* WHAT TO PRODUCE:
Swap "concrete block" for "cinder block" throughout the items below, keeping every other part of the lines the same.

## Start MATERIAL FOR THE TASK

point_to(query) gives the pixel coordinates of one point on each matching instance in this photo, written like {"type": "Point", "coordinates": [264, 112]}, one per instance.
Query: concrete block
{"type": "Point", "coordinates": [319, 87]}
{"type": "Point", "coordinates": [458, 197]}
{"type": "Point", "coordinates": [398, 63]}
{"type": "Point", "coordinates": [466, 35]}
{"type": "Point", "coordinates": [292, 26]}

## End MATERIAL FOR THE TASK

* TASK RESULT:
point_to(query) gives the pixel coordinates of one point on each matching instance in this photo, written like {"type": "Point", "coordinates": [264, 112]}, one per instance.
Query: cinder block
{"type": "Point", "coordinates": [319, 87]}
{"type": "Point", "coordinates": [458, 197]}
{"type": "Point", "coordinates": [398, 63]}
{"type": "Point", "coordinates": [466, 35]}
{"type": "Point", "coordinates": [292, 26]}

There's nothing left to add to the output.